**INSTRUCTION**
Transcribe exactly the lines from the one holding "Could you please identify the tree" to the end of the data below, including both of those lines and no others.

**RECORDS TO USE**

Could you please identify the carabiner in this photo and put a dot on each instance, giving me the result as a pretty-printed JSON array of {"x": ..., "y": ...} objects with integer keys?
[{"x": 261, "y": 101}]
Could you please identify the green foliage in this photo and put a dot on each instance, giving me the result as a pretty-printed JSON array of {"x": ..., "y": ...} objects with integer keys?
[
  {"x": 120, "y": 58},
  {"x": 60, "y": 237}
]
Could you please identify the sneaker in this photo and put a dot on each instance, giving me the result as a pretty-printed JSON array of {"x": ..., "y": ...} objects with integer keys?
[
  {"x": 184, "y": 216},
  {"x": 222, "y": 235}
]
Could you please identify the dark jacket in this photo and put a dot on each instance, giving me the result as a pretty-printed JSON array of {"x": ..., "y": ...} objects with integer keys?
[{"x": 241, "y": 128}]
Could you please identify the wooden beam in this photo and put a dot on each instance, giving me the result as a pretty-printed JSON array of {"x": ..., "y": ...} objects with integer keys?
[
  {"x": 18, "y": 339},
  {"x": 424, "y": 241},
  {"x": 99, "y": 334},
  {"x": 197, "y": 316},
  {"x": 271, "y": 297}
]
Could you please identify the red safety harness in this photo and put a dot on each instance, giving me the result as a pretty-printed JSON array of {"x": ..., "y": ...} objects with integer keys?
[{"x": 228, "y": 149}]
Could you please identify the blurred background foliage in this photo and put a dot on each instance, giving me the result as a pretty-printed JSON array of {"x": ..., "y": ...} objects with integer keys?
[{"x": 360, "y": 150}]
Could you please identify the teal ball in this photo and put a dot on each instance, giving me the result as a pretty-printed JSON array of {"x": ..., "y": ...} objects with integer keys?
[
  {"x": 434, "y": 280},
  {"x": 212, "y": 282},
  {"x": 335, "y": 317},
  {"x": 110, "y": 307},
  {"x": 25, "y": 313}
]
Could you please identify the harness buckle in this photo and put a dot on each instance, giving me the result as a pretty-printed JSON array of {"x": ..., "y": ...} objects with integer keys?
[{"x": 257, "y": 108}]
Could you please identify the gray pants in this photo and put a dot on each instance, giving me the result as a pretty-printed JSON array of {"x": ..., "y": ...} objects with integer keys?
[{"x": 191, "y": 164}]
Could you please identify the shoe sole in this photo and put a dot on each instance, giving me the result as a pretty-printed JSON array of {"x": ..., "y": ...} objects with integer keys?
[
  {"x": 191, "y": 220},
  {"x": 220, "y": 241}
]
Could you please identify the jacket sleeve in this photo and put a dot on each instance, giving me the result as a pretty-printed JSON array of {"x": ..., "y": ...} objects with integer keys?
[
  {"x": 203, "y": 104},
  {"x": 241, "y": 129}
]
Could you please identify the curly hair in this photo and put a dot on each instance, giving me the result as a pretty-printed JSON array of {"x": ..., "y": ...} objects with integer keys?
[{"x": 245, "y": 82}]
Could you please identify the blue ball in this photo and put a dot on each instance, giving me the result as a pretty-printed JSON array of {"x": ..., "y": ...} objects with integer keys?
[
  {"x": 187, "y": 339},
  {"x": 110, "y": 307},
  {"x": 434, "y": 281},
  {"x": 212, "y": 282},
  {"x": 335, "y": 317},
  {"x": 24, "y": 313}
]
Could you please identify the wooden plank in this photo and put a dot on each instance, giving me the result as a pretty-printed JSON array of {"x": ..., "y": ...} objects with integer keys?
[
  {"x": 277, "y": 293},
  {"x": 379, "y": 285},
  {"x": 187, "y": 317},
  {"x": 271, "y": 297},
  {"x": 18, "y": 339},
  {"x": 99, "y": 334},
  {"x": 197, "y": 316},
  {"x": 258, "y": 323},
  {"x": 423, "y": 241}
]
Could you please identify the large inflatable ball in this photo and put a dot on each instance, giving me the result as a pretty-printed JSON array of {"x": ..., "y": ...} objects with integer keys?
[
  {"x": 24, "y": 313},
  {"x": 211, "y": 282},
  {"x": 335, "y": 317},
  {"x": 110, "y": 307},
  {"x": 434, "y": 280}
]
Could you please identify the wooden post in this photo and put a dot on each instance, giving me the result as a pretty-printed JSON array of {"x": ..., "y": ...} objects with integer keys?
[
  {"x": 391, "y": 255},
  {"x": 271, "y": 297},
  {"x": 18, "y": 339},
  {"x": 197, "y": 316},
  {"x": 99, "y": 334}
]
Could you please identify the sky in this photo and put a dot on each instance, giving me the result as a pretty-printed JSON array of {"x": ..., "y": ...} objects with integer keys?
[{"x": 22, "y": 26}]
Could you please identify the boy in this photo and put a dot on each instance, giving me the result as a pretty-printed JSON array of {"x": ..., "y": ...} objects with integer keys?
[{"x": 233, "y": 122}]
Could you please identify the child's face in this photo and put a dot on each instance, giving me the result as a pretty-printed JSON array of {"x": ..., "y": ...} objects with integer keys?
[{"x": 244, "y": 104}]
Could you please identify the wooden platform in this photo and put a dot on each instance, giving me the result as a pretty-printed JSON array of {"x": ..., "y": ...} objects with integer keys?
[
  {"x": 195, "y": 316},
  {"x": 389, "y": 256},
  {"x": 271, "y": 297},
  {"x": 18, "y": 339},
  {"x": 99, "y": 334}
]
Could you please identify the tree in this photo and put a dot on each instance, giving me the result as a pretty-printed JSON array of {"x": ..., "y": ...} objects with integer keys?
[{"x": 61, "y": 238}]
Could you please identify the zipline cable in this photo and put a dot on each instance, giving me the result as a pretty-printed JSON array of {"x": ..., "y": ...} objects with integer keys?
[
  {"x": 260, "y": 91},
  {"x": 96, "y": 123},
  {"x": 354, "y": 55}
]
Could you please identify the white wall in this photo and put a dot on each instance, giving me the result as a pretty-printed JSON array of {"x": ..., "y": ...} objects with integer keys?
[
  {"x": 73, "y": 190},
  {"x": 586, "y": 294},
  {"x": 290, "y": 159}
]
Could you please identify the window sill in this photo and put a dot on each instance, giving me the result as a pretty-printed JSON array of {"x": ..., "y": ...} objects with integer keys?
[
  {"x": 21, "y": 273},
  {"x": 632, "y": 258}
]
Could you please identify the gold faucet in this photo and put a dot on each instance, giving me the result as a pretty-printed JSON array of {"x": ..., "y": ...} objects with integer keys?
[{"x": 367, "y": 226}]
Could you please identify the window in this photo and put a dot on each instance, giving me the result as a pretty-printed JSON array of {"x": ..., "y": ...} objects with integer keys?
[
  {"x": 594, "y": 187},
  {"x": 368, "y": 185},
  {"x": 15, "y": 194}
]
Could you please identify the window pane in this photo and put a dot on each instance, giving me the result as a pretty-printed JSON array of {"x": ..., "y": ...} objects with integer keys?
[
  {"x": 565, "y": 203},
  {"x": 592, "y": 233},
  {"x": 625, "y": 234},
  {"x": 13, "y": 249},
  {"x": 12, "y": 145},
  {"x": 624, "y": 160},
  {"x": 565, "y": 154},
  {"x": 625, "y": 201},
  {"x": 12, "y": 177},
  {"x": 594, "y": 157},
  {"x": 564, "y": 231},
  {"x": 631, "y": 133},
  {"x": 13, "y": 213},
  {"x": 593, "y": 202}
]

**COMPLETED EXERCISE**
Could you please identify the tree in this photo and put a dot on each instance, giving me the result as a pretty-printed JSON array of {"x": ..., "y": ...} objects with integer keys?
[{"x": 61, "y": 238}]
Could you please identify the zipline cable in this photo and put a dot on each instance, giving me the result as a pretty-printed JSON array of {"x": ..., "y": ...} objects with integer keys?
[
  {"x": 260, "y": 91},
  {"x": 96, "y": 123},
  {"x": 354, "y": 55}
]
Could you please identify the white wall in this photo and put a dot on each instance, giving me the result as a pretty-printed JSON array of {"x": ..., "y": ...} objects with integer keys?
[
  {"x": 73, "y": 190},
  {"x": 586, "y": 294},
  {"x": 290, "y": 159}
]
Could you please identify the window sill in this photo and put a dot on each instance, giving me the result as a pretty-printed JSON array of {"x": ..., "y": ...} objects with integer keys?
[
  {"x": 21, "y": 273},
  {"x": 632, "y": 258}
]
Could you please identify the gold faucet in this photo and put a dot on each instance, giving me the result as a pretty-printed JSON array of {"x": ..., "y": ...} objects with integer keys?
[{"x": 367, "y": 226}]
Could you please identify the window in this photo and put a dot on each instance, giving me the result as a pretty-printed JSON array of {"x": ..., "y": ...} objects with integer keys?
[
  {"x": 594, "y": 187},
  {"x": 368, "y": 185},
  {"x": 15, "y": 194}
]
Could you please identify the window pane in this photo and put a dot on each instance, giving me the result as a pretty-printed JSON array of {"x": ..., "y": ...} objects with integer keys?
[
  {"x": 565, "y": 203},
  {"x": 592, "y": 233},
  {"x": 625, "y": 234},
  {"x": 13, "y": 249},
  {"x": 12, "y": 145},
  {"x": 624, "y": 160},
  {"x": 565, "y": 154},
  {"x": 625, "y": 201},
  {"x": 12, "y": 177},
  {"x": 594, "y": 157},
  {"x": 564, "y": 231},
  {"x": 631, "y": 133},
  {"x": 13, "y": 213},
  {"x": 593, "y": 202}
]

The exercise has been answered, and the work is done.